**Problem description**: Nothing but the lines from the one containing "Can you find the rocky foreground" through the last line of the data below should be returned, each copied exactly.

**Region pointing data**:

[Start of section]

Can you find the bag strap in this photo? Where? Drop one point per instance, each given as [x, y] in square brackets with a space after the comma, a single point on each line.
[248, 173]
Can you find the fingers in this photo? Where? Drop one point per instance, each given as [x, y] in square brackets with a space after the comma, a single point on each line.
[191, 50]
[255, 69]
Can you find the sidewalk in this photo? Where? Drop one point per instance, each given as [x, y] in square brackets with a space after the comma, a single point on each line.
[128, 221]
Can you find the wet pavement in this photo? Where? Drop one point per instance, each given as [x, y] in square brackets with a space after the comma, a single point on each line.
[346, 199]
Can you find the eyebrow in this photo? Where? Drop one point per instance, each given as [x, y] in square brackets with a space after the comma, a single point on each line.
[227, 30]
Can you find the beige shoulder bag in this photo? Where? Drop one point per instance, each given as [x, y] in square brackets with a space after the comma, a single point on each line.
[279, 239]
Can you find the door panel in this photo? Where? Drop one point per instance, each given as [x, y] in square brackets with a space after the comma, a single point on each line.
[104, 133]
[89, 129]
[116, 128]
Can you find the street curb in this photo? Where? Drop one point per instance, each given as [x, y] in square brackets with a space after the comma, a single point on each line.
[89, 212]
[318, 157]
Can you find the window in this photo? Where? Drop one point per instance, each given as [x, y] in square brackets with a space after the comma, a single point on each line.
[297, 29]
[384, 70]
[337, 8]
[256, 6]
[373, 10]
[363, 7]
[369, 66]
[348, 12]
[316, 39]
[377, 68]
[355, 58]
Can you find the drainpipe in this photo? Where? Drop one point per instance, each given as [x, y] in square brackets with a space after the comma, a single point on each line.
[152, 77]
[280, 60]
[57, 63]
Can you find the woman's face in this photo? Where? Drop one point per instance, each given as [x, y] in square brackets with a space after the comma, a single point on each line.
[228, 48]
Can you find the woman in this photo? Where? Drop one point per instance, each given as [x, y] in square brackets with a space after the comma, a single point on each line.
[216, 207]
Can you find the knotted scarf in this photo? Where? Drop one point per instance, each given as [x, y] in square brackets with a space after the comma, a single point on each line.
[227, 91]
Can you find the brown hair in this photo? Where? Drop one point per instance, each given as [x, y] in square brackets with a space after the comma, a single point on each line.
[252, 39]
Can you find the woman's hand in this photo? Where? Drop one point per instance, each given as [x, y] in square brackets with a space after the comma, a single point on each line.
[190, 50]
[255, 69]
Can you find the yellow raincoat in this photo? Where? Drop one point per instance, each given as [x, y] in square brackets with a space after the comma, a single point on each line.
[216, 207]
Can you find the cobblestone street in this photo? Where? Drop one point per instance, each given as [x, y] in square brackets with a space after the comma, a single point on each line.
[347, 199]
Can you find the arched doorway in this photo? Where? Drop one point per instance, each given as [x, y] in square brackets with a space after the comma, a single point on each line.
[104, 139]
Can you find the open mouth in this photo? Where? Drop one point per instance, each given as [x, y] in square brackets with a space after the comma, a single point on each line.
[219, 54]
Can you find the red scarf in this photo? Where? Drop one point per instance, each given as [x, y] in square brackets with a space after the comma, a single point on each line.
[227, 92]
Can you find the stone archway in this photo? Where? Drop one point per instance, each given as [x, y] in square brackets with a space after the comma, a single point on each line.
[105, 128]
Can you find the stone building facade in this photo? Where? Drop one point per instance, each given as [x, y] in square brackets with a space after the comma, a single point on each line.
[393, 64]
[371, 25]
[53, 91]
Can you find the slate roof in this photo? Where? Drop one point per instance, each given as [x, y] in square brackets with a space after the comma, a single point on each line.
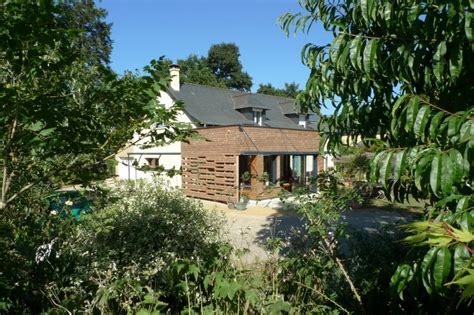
[216, 106]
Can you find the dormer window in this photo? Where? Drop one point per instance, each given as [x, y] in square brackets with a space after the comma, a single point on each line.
[303, 121]
[258, 116]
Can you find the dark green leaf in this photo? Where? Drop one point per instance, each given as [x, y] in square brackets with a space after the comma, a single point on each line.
[435, 174]
[400, 164]
[386, 169]
[441, 267]
[421, 121]
[412, 111]
[355, 52]
[461, 258]
[426, 264]
[434, 125]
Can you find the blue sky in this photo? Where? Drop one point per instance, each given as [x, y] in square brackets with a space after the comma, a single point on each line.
[146, 29]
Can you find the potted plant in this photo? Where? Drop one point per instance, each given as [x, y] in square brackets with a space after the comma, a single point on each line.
[242, 204]
[245, 178]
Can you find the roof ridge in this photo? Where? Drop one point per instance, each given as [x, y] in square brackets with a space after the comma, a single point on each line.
[214, 87]
[242, 93]
[275, 96]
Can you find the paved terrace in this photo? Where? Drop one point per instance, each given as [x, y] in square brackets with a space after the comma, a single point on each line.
[251, 228]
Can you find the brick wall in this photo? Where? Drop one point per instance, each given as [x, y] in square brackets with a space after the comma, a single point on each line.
[210, 164]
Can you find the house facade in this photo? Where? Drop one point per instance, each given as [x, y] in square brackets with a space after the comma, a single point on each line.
[248, 144]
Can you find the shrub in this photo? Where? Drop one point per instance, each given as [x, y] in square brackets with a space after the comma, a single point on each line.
[126, 253]
[30, 235]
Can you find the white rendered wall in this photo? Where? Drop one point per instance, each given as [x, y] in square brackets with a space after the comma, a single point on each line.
[169, 155]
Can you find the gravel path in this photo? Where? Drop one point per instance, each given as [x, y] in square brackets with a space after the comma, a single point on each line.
[250, 229]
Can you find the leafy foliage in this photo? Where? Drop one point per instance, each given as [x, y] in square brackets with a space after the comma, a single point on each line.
[221, 68]
[88, 19]
[56, 107]
[223, 60]
[402, 71]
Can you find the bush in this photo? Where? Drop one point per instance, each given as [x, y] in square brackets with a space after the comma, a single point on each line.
[126, 253]
[30, 235]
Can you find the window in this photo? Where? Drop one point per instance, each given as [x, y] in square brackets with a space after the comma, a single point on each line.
[269, 168]
[153, 162]
[303, 121]
[258, 117]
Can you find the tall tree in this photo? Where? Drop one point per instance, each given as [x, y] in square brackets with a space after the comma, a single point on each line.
[85, 17]
[290, 90]
[61, 118]
[195, 69]
[403, 70]
[223, 60]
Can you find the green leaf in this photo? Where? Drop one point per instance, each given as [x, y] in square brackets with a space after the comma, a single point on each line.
[467, 130]
[386, 169]
[400, 164]
[441, 267]
[36, 126]
[468, 17]
[336, 48]
[370, 55]
[455, 62]
[366, 9]
[448, 174]
[421, 121]
[413, 13]
[355, 52]
[435, 174]
[421, 169]
[401, 278]
[456, 164]
[412, 110]
[374, 166]
[439, 62]
[387, 13]
[434, 125]
[462, 204]
[426, 264]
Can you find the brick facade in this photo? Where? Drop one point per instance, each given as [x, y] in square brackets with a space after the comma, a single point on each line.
[210, 164]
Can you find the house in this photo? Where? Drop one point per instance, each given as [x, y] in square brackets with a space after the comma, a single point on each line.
[249, 144]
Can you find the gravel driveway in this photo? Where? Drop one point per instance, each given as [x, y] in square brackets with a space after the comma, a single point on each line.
[249, 230]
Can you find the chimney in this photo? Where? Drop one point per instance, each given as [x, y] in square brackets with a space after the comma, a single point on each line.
[174, 73]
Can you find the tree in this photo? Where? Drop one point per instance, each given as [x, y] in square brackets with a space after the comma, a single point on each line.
[223, 60]
[402, 70]
[290, 90]
[88, 19]
[62, 118]
[195, 69]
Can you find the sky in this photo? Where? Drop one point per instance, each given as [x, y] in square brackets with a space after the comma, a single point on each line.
[143, 30]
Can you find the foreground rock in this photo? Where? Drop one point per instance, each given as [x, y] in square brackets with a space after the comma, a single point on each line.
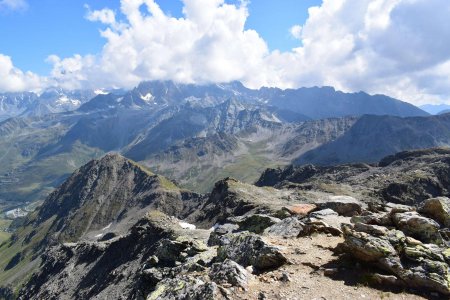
[229, 272]
[438, 209]
[413, 263]
[249, 249]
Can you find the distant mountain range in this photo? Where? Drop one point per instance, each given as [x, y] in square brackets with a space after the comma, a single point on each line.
[50, 101]
[435, 109]
[186, 132]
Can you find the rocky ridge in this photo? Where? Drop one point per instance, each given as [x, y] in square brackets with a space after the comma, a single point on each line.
[256, 242]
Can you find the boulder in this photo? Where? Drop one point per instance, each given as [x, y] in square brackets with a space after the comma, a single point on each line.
[248, 249]
[320, 214]
[287, 228]
[397, 208]
[185, 287]
[343, 205]
[438, 209]
[217, 236]
[366, 247]
[229, 272]
[300, 209]
[254, 223]
[417, 226]
[416, 265]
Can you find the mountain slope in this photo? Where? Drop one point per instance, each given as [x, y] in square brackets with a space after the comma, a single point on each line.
[112, 193]
[191, 121]
[198, 163]
[373, 137]
[326, 102]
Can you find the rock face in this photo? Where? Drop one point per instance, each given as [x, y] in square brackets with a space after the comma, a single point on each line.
[438, 209]
[115, 230]
[229, 272]
[251, 250]
[417, 226]
[105, 192]
[343, 205]
[287, 228]
[409, 178]
[413, 263]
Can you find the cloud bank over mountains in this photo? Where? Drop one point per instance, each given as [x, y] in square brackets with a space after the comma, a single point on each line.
[395, 47]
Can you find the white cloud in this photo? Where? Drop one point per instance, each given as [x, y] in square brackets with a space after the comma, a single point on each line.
[13, 4]
[105, 16]
[296, 31]
[14, 80]
[395, 47]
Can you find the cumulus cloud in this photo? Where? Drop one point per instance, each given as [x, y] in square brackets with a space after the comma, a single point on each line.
[13, 4]
[14, 80]
[209, 44]
[395, 47]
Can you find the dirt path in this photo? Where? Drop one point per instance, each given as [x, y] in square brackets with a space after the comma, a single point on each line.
[310, 258]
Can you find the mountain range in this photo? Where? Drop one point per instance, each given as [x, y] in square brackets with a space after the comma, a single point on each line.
[186, 132]
[114, 229]
[179, 191]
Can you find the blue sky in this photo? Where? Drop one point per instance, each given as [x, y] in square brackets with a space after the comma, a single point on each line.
[59, 27]
[393, 47]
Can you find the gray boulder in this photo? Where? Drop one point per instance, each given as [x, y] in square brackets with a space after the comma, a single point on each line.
[417, 226]
[287, 228]
[410, 262]
[229, 272]
[218, 236]
[248, 249]
[437, 209]
[254, 223]
[343, 205]
[320, 214]
[185, 287]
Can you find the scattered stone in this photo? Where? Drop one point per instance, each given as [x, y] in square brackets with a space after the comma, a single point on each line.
[285, 277]
[312, 227]
[217, 236]
[437, 209]
[185, 287]
[422, 228]
[397, 208]
[287, 228]
[385, 279]
[250, 249]
[255, 223]
[320, 214]
[300, 209]
[415, 264]
[229, 272]
[262, 296]
[371, 229]
[330, 271]
[344, 205]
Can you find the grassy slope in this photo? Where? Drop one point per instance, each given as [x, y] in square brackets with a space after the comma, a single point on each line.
[246, 167]
[4, 224]
[19, 274]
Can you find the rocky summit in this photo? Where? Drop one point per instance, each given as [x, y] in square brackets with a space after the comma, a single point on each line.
[115, 230]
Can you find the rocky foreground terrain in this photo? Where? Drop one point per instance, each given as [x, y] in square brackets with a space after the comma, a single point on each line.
[114, 230]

[End of section]

**Response to this exercise**:
Can you find the rocky foreground terrain in this photo? Where? Drop one point per instance, each given as [x, y] in square brackets with a space after the comma, a single point on each line.
[114, 230]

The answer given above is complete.